--- Work to be completed ---
Report each line of the entries below that contains the string "spectator", copying every such line in full. The match is case-sensitive.

Stored items from a collection
··········

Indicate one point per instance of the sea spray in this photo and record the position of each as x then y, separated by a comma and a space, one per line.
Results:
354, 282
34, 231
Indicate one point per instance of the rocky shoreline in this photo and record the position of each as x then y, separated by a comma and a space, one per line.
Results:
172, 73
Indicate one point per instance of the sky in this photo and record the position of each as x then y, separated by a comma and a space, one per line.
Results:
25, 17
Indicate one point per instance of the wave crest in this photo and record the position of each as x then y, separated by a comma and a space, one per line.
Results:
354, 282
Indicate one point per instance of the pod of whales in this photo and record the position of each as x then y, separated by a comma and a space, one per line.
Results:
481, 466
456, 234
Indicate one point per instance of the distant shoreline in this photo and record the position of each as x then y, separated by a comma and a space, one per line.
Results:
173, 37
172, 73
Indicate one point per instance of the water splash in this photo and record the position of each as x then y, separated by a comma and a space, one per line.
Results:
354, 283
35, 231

··········

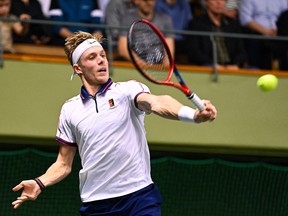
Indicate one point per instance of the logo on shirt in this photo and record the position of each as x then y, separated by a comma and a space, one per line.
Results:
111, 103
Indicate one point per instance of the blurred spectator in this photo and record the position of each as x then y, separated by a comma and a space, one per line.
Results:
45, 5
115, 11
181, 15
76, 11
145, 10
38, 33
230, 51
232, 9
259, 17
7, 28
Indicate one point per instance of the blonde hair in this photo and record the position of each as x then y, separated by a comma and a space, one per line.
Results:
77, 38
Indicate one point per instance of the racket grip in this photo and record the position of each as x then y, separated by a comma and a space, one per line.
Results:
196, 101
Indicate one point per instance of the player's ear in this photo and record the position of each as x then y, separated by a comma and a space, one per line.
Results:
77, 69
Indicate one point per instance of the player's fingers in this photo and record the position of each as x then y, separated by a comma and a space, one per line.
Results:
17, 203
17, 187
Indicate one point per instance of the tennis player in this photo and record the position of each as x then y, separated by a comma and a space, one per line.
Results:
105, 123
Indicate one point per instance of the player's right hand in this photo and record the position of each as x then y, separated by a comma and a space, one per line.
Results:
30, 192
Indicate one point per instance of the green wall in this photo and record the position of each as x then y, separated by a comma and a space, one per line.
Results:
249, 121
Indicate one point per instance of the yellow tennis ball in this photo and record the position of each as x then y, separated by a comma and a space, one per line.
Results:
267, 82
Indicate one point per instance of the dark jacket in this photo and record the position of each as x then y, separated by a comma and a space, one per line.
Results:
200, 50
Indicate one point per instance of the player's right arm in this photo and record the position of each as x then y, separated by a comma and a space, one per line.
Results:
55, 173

··········

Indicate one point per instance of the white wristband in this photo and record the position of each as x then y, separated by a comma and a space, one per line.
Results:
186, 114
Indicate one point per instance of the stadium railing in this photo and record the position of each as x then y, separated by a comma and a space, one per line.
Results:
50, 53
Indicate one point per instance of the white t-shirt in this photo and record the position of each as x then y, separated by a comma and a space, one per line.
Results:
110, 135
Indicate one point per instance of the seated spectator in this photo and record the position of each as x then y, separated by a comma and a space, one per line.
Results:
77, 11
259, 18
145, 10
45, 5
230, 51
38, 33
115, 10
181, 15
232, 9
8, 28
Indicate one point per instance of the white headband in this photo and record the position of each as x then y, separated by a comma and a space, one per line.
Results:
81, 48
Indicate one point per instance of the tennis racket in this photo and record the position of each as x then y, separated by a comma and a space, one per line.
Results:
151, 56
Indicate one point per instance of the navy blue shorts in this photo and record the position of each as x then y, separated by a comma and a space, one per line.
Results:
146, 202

··········

--- Right answer ---
Indicate one point per instance of the blurred spectator in this photo and record the position of each as x then y, separated by a comma and a space, one per line.
Indicate one point per instance of the seated spectator in this photo and record the position of each as x then y, separated by a comma and a space, one per line.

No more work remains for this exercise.